**Short problem**. Copy out, word for word, the lines below from the line with "Roadside-survey request: point out the balcony in" to the line with "Roadside-survey request: point out the child", including both of those lines.

>> Begin Data for the task

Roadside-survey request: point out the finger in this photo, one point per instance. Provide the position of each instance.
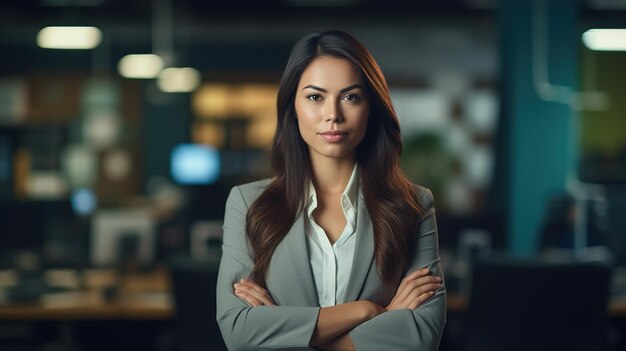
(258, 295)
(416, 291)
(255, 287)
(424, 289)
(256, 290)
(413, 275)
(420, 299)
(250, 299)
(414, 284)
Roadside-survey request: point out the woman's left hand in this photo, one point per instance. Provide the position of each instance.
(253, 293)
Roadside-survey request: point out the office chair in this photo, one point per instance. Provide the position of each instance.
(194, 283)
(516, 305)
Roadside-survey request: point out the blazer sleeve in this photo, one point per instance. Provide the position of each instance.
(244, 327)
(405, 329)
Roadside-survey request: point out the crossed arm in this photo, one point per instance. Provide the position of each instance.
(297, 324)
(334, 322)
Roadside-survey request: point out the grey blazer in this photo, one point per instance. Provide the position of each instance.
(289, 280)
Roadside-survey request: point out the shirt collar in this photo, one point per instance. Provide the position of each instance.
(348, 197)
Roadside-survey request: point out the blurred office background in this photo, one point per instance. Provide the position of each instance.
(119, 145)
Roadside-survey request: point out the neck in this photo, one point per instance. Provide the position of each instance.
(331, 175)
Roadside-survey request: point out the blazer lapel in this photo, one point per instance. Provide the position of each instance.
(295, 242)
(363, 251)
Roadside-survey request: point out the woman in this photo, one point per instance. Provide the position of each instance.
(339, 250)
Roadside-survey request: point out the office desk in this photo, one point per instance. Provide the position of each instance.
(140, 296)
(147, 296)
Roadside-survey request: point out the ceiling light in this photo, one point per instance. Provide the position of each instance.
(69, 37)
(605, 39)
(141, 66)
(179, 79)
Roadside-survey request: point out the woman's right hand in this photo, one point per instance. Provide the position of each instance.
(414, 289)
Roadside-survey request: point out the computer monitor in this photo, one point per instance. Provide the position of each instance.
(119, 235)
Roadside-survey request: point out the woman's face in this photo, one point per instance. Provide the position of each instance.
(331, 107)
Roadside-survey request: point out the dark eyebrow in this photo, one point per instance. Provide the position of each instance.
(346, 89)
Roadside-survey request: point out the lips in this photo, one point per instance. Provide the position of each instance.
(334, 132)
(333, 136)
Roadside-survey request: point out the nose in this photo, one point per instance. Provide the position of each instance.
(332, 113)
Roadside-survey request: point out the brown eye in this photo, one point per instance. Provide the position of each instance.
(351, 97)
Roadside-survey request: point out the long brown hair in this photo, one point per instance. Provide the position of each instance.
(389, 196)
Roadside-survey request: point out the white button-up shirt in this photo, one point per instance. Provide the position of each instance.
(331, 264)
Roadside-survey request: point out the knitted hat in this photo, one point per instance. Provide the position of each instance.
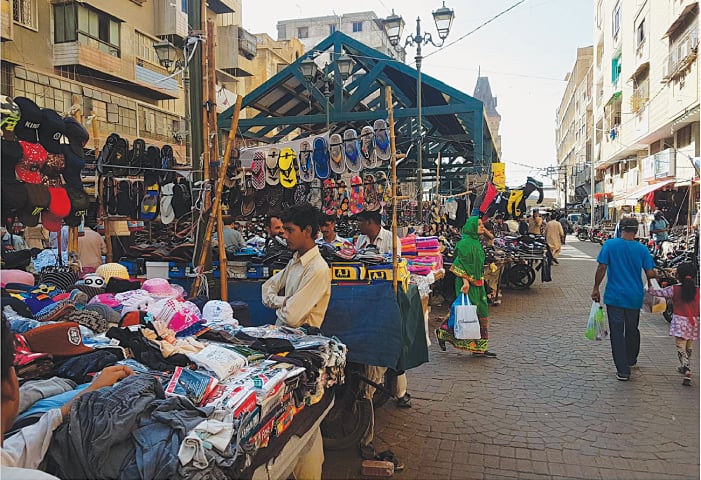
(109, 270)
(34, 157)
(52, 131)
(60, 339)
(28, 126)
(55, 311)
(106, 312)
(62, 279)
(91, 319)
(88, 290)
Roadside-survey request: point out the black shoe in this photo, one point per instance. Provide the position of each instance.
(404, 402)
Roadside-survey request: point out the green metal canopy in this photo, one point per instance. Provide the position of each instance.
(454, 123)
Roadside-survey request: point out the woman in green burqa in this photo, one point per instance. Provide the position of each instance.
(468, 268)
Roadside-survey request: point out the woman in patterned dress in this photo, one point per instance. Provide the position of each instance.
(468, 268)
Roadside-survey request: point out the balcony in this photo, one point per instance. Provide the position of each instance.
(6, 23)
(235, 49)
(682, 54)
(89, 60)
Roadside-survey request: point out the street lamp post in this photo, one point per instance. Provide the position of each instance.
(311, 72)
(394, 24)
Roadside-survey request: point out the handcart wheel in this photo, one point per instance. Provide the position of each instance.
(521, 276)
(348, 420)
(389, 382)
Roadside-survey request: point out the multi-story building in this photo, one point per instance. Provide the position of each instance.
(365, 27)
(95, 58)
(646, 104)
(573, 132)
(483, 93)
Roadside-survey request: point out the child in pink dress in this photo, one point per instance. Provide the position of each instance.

>> End Data for the task
>> Begin Data for the task

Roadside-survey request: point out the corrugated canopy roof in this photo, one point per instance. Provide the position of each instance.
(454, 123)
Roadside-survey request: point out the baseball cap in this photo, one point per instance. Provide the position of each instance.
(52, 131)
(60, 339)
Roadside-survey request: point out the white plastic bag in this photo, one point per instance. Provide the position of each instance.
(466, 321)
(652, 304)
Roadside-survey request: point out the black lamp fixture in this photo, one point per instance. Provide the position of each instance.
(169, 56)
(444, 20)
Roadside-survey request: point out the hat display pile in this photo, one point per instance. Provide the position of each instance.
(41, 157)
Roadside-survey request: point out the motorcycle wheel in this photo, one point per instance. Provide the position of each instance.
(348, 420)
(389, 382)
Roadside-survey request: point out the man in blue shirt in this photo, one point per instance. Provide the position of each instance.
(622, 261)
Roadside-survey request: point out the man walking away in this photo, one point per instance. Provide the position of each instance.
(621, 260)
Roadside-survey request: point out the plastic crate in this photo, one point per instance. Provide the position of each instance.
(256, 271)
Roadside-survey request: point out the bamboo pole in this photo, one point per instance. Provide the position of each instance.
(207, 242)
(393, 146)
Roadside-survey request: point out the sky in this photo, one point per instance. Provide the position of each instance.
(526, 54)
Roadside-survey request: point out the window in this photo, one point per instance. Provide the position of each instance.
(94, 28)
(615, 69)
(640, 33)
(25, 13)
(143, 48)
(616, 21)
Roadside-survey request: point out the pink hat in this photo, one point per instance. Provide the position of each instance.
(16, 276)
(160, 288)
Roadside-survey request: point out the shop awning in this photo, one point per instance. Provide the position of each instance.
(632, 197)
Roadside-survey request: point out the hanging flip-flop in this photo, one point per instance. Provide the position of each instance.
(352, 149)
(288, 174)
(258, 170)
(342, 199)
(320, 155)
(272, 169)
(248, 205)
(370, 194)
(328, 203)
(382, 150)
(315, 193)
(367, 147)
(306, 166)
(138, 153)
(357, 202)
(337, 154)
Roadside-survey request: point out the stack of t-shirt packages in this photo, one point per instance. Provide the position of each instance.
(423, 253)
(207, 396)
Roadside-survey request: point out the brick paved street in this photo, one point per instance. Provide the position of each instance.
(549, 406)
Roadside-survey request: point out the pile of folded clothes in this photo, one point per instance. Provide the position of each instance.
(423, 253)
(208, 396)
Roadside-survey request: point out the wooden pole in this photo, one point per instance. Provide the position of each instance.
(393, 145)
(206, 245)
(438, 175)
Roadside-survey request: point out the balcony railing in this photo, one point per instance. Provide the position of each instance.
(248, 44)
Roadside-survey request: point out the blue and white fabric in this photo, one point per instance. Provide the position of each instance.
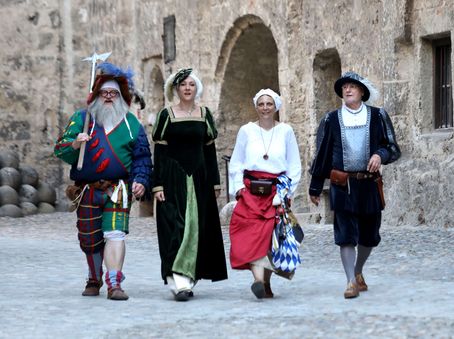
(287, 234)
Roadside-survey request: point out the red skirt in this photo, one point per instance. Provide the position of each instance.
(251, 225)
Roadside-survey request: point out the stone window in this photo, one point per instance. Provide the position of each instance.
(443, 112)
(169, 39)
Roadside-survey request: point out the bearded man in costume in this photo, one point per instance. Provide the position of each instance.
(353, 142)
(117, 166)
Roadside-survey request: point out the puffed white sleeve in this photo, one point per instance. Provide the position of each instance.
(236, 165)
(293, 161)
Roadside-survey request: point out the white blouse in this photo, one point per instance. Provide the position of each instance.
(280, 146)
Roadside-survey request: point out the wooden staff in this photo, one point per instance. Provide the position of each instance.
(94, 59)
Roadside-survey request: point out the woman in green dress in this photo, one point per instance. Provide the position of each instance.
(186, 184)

>> End Data for the task
>> Begin Data for the task

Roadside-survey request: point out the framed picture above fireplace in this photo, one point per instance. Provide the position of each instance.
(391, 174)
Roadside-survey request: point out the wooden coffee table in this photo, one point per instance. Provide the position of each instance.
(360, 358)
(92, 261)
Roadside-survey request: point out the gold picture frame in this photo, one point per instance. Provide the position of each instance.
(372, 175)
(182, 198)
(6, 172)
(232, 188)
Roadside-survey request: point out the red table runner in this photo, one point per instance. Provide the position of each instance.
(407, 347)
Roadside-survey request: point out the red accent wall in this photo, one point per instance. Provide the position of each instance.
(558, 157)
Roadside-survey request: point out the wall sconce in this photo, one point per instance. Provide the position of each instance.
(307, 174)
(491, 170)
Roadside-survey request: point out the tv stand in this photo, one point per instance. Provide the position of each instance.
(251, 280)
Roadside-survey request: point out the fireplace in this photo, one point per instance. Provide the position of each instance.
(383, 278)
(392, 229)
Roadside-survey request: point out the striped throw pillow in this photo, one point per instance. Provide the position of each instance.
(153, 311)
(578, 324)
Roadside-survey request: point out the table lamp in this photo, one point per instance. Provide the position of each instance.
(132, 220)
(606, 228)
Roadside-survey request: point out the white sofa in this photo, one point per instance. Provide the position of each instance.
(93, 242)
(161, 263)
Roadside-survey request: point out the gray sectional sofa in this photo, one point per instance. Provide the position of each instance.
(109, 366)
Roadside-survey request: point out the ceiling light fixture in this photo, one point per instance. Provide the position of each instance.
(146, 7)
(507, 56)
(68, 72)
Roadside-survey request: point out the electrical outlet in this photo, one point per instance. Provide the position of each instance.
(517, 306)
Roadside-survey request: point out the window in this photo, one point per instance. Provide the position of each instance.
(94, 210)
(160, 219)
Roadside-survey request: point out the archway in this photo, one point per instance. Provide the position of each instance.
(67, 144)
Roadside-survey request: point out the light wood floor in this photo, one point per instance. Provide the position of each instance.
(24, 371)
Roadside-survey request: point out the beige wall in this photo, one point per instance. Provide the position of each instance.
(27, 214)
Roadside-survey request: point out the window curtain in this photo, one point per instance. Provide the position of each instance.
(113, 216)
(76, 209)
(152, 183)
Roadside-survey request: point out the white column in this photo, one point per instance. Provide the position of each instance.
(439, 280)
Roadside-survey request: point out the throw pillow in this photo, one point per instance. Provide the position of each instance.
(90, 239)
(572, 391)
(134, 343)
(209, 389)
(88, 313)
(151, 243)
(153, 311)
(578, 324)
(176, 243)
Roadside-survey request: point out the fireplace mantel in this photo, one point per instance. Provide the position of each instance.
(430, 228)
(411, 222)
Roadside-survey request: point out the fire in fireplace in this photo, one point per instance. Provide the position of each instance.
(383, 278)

>> End Data for the task

**Expected answer**.
Roadside-survey request: point out the balcony in this photo, one point per instance. Provide the position of each instance.
(6, 23)
(235, 49)
(682, 54)
(89, 60)
Roadside-survey request: point out the street lamp post in this photo, one point per instance. Provide the position of each instance.
(311, 72)
(394, 24)
Roadside-survey request: point out the handcart wheel in this photo, one point per instance. Provide the position of each instance.
(521, 276)
(348, 420)
(389, 382)
Roadside-survey request: point out the multi-story building in this photo, one point per instance. Provide the position of each instance.
(365, 27)
(95, 58)
(646, 104)
(573, 132)
(483, 93)
Roadside-survey request: point out the child in pink dress in this photo, one point per instance. Provide the position of each instance.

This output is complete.